→ **Data for this task**:
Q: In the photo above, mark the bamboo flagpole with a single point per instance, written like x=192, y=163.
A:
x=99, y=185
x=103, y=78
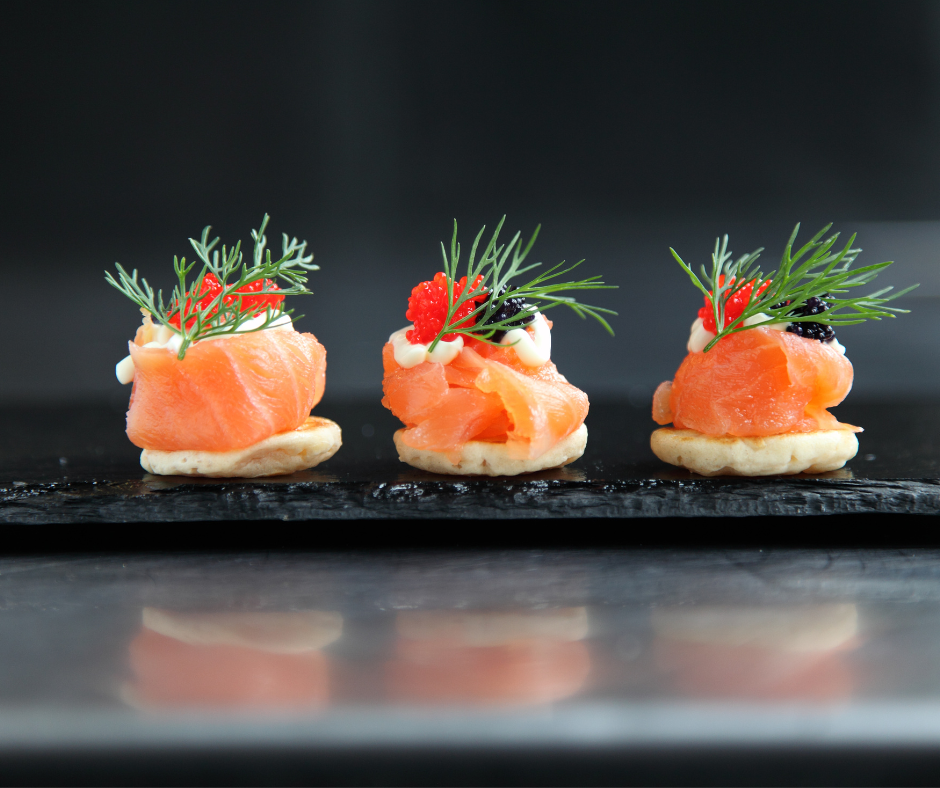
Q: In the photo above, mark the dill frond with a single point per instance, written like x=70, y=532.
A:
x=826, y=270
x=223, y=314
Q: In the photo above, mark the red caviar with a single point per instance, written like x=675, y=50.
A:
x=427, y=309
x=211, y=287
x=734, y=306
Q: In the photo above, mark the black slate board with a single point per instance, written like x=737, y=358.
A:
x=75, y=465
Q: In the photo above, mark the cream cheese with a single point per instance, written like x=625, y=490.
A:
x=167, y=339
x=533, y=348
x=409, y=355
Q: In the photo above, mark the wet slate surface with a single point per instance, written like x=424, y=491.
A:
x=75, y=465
---
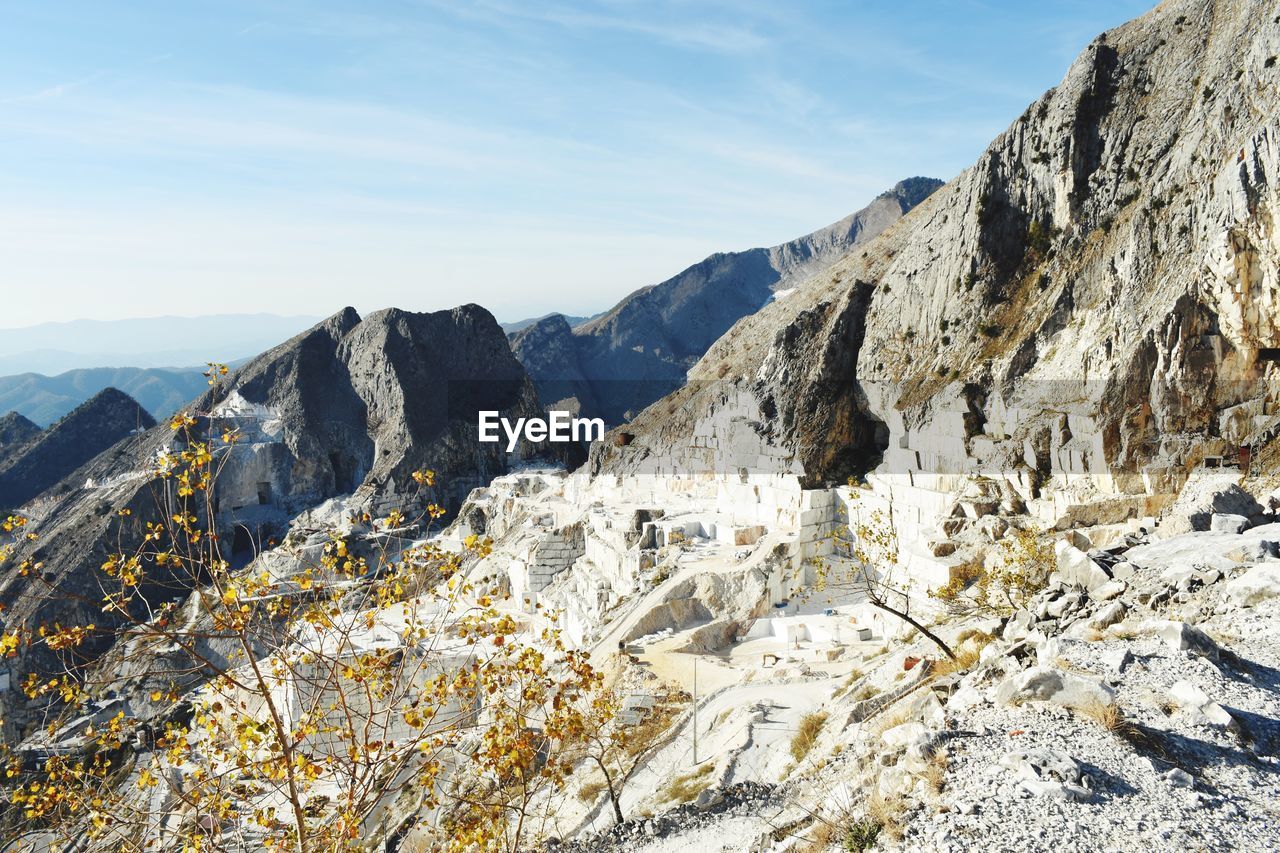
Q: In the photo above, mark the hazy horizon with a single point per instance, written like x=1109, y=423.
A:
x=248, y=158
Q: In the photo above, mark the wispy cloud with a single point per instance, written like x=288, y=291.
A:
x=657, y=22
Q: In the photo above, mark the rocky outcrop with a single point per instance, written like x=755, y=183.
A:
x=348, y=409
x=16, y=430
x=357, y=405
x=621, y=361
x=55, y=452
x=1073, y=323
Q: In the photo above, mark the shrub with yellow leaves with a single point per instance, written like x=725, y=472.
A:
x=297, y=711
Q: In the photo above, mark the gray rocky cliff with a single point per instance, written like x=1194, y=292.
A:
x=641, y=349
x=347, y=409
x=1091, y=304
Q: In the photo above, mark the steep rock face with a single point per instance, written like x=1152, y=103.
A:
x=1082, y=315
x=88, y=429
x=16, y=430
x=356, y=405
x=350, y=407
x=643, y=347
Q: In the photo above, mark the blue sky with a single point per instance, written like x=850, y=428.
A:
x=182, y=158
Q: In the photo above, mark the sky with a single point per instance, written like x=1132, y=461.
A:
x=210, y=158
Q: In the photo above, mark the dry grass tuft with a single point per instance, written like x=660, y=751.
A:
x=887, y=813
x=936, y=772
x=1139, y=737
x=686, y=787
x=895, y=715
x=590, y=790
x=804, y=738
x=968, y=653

→ **Directions**: Could you rescale the material, beginning at the line that contains "Q: In the photo above, mark the bamboo" and stopping after the line that contains "x=734, y=306"? Rewrite every line in that span, multiply each answer coordinate by 1.95, and round to whole numbers with halves rounded up. Keep the sample coordinates after "written like" unchanged and leave the pictures out.

→ **Complete output**:
Q: In the photo above, mark the bamboo flagpole with a single point per instance, written like x=192, y=163.
A:
x=193, y=361
x=201, y=152
Q: In the photo above, mark the dill frond with a single point per instance, written like x=70, y=532.
A:
x=1611, y=527
x=435, y=612
Q: In the photo above, mark the red caviar with a single point per instance, written like x=675, y=50.
A:
x=833, y=603
x=411, y=560
x=1431, y=597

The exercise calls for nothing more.